▸ EXTRACT PROVIDED
•••
We had better look at these proposals in a realistic way. There is no justification for getting up here and making vote-catching speeches. We all of us must realise that the exigencies of the past five years, the need to maintain ourselves free and at peace, have involved this State in heavy commitments, commitments which will have to be discharged during and within the next 20 or 30 years, commitments which will have to be met each year out of taxation until they have been redeemed.
To build the 60,000 cottages, which would be affected by this Bill, the local authorities and the State between them have already accepted a liability for capital sums amounting almost to £11,000,000. When these cottages were built, there was an understanding that the cost of them would be borne by three interests, by the tenants, by the local authorities and by the State. In order to meet the view that it would be socially advantageous if tenants of existing cottages were enabled to become owners the Act of 1936 was passed; it enabled any tenant of a cottage who fulfilled the qualifying conditions of the Act to become the owner ultimately of any cottage in fee simple by the payment of a very modest annuity. The conditions prescribed assured to the tenant purchaser who was then paying rent an immediate reduction of cash payment of 25 per cent.
In the majority of cases, and in the case of over 40,000 of the cottages, the weekly rent averaged 1/2. Under the provisions of the schemes which have been approved since 1936, instead of a weekly rent of 1/2 which did not give the tenant one tittle of ownership in the house in which he resided, he is in the fortunate position, if he has applied to purchase his cottage, and if vested, of having an immediate reduction of 25 per cent. in the weekly payment of 1/2. Instead of paying a rent of 1/2 he pays a terminable annuity of 10½d. which, in the course of time will make him the owner of the cottage in fee simple. Surely it cannot be contended that a scheme which gives to the tenant an immediate reduction of that sort is unfair or unjust to him. At the same time, his purchase increases the obligations of local authorities. Bear that in mind. Of course when that reduction was given the local authority had to accept increased responsibility for meeting the charges on the loans. In circumstances such as these, no person can reasonably contend that that scheme was unfair or unjust to the tenant or imposed onerous burdens on him.
•••
▸ RECORDS SHOWN
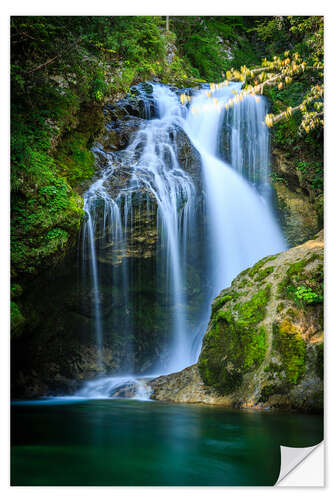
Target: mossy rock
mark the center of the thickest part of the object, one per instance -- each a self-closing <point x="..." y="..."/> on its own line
<point x="234" y="345"/>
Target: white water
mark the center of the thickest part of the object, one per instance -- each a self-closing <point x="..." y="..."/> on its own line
<point x="241" y="228"/>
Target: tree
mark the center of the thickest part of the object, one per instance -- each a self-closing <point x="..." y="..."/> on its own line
<point x="305" y="34"/>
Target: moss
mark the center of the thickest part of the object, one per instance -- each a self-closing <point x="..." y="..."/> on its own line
<point x="297" y="277"/>
<point x="218" y="303"/>
<point x="254" y="310"/>
<point x="234" y="345"/>
<point x="267" y="391"/>
<point x="263" y="273"/>
<point x="320" y="360"/>
<point x="292" y="349"/>
<point x="244" y="283"/>
<point x="17" y="319"/>
<point x="74" y="159"/>
<point x="15" y="291"/>
<point x="280" y="307"/>
<point x="254" y="270"/>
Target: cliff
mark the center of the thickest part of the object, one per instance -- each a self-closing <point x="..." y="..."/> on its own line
<point x="264" y="344"/>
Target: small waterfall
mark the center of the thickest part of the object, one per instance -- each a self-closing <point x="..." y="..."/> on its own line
<point x="241" y="225"/>
<point x="222" y="226"/>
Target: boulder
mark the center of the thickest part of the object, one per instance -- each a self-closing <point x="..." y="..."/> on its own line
<point x="264" y="344"/>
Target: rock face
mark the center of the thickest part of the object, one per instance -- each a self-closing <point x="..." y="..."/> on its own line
<point x="55" y="347"/>
<point x="264" y="343"/>
<point x="298" y="205"/>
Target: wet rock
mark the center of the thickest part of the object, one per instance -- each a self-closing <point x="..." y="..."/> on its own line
<point x="119" y="134"/>
<point x="299" y="219"/>
<point x="264" y="343"/>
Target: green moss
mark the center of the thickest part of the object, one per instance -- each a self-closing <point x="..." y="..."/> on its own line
<point x="280" y="307"/>
<point x="234" y="345"/>
<point x="253" y="311"/>
<point x="244" y="283"/>
<point x="292" y="349"/>
<point x="254" y="270"/>
<point x="15" y="291"/>
<point x="301" y="285"/>
<point x="269" y="390"/>
<point x="17" y="319"/>
<point x="263" y="273"/>
<point x="223" y="300"/>
<point x="74" y="159"/>
<point x="320" y="360"/>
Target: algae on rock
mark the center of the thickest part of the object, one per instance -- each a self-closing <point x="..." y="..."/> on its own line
<point x="264" y="344"/>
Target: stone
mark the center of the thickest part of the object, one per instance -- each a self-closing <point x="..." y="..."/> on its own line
<point x="279" y="314"/>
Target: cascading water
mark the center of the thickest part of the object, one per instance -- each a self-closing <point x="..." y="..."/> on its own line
<point x="240" y="228"/>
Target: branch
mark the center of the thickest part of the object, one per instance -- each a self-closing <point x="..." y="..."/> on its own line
<point x="50" y="61"/>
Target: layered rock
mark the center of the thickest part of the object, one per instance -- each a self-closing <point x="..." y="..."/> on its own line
<point x="299" y="205"/>
<point x="264" y="343"/>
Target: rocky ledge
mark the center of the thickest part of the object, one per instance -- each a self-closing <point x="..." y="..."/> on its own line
<point x="264" y="344"/>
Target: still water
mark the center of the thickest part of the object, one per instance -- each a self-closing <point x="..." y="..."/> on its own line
<point x="146" y="443"/>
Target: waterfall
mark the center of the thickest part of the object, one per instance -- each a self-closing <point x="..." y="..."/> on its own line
<point x="222" y="223"/>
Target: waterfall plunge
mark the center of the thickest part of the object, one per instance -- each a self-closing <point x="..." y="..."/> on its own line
<point x="240" y="225"/>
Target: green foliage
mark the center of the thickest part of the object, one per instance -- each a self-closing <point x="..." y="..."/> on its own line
<point x="234" y="345"/>
<point x="212" y="44"/>
<point x="291" y="346"/>
<point x="304" y="295"/>
<point x="17" y="320"/>
<point x="303" y="286"/>
<point x="74" y="160"/>
<point x="320" y="360"/>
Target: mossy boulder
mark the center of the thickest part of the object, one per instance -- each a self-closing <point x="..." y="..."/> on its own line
<point x="264" y="344"/>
•••
▸ TASKS TO COMPLETE
(1) According to the speech extract, how much do tenant purchasers pay weekly as a terminable annuity in place of the rent of 1/2?
(2) Please explain, in one to three sentences, why the speech extract says the Act of 1936 was passed.
(3) Reproduce the passage of the speech extract between "To build the" and "payment of 25 per cent.", inclusive.

▸ SOLUTION SET
(1) 10½d.

(2) The Act of 1936 was passed to meet the view that it would be socially advantageous if tenants of existing cottages were enabled to become owners. It let any tenant who fulfilled its qualifying conditions eventually own the cottage in fee simple by paying a very modest annuity.

(3)
To build the 60,000 cottages, which would be affected by this Bill, the local authorities and the State between them have already accepted a liability for capital sums amounting almost to £11,000,000. When these cottages were built, there was an understanding that the cost of them would be borne by three interests, by the tenants, by the local authorities and by the State. In order to meet the view that it would be socially advantageous if tenants of existing cottages were enabled to become owners the Act of 1936 was passed; it enabled any tenant of a cottage who fulfilled the qualifying conditions of the Act to become the owner ultimately of any cottage in fee simple by the payment of a very modest annuity. The conditions prescribed assured to the tenant purchaser who was then paying rent an immediate reduction of cash payment of 25 per cent.